ACTION ITEM ▸ Each line of the material should be output exactly as shown.
━━━━━━━━━━━━━━━━━━━━━━━━━━━━━━
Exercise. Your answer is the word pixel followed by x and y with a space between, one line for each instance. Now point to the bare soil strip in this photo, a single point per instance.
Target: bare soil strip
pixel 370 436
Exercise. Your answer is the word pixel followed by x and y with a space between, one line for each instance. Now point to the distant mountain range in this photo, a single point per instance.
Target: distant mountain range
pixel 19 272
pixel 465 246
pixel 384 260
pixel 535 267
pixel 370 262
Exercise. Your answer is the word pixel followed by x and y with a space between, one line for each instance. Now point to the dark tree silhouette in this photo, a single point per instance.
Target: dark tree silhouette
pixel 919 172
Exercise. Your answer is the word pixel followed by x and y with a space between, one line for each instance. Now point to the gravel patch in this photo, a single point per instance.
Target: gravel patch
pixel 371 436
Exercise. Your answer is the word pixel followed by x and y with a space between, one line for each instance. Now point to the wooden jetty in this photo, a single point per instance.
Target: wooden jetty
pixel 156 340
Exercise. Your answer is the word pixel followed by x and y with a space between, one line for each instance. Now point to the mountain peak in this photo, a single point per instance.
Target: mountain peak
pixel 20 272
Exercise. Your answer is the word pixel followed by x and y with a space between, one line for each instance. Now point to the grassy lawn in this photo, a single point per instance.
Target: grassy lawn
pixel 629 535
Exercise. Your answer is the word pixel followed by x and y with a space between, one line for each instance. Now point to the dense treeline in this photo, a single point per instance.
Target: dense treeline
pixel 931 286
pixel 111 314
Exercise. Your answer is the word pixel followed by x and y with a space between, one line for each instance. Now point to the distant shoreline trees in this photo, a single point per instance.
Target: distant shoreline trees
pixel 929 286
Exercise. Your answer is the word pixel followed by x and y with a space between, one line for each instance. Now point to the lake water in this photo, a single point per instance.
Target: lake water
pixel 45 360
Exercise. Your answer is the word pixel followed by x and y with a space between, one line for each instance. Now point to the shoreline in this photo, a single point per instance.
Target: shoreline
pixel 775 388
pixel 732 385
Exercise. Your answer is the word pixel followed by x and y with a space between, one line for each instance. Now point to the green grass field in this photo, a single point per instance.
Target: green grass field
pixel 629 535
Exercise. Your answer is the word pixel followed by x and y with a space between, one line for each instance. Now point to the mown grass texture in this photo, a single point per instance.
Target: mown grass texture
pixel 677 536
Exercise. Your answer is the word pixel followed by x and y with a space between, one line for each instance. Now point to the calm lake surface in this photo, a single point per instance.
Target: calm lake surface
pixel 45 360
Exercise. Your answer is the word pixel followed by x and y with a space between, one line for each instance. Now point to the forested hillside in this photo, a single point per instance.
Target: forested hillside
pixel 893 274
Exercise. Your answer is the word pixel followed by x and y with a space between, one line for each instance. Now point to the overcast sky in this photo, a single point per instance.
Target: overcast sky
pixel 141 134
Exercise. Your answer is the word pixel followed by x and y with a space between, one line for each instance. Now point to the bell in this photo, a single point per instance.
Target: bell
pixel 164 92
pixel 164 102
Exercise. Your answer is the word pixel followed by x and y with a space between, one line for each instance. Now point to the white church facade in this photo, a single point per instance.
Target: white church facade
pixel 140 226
━━━━━━━━━━━━━━━━━━━━━━━━━━━━━━
PROBLEM SOLUTION ▸
Exercise. Your answer is the word pixel followed by x and y with a space between, one line for each instance. Now point to the bare soil strip in this photo, a single point per instance.
Target: bare soil strip
pixel 370 436
Exercise. Your answer is the word pixel followed by x and y with a space between, one line for each instance. Now point to the distant mountain range in this photo, a single point per instance.
Target: distant mountain range
pixel 19 272
pixel 465 246
pixel 384 260
pixel 535 267
pixel 370 262
Exercise. Your answer is the word pixel followed by x and y with a space between, one line for each instance. Now point to the dark tree silhouette in this photo, a single point per instance.
Target: dark tree silhouette
pixel 919 172
Exercise. Your answer is the word pixel followed by x and y with a space between, one line for each instance. Now point to the gravel patch in this photo, a single point per instance.
Target: gravel patch
pixel 371 436
Exercise. Your answer is the word pixel followed by x and y with a space between, one line for each instance. Now point to the wooden jetty in this photo, a single point per instance.
Target: wooden jetty
pixel 156 340
Exercise. Your answer is the word pixel followed by x and y with a space between, one line for each instance. Now point to the mountain peak in this photo, a single point per instance.
Target: mountain peak
pixel 20 272
Exercise. Your answer is the word pixel followed by x and y with a space between, one line for each instance. Now point to the grassy lawn in this photo, a single point per instance.
Target: grassy lawn
pixel 629 535
Exercise. Your answer is the word pixel followed by x and y with a space between, one line for each instance. Now point to the dense treeline in this photo, a single point per instance.
Target: dense treeline
pixel 931 286
pixel 111 314
Exercise. Your answer is the word pixel followed by x and y with a space between, one line for each instance. Now point to the distant shoreline trees in this photo, a single point per instance.
Target: distant shoreline trees
pixel 929 286
Exercise. Your answer is the word pixel followed by x and y with a space between, one line for each instance. Now point to the lake water in this photo, a single point per instance.
Target: lake water
pixel 45 360
Exercise. Your answer is the word pixel followed by x and y with a space between, one line for each instance. Now point to the shoreline in this photo, a single point per instance.
Target: shoreline
pixel 775 388
pixel 732 385
Exercise. Your answer is the word pixel followed by x and y with a space between, one line for each instance. Now point to the green grass field in this photo, a single point per instance.
Target: green grass field
pixel 629 535
Exercise. Your answer is the word pixel followed by x and y with a space between, one line for each instance. Now point to the mown grass texture in this photo, a single point per instance.
Target: mown grass texture
pixel 677 536
Exercise. Your answer is the word pixel followed by x and y with a space between, one line for each instance. Now point to the calm lake surface in this photo, a single point per instance.
Target: calm lake surface
pixel 45 360
Exercise. Your answer is the word pixel followed by x and y with a space between, one line for each instance. Now point to the forested hillside in this photo, a single point per instance.
Target: forested hillside
pixel 893 274
Exercise. Your answer is the word pixel followed by x and y with a space between, one line for each instance. Now point to the overcast sky in this photo, a single point per instance.
Target: overcast sky
pixel 141 134
Exercise. Your answer is the word pixel followed by x and y with a space between, one line for each instance. Now point to the bell in this photo, a single point per instance.
Target: bell
pixel 164 92
pixel 164 102
Exercise. Your answer is the word pixel followed by x and y with a space between, one line for each instance. Now point to the white church facade in this photo, a single point per instance.
Target: white church facade
pixel 140 226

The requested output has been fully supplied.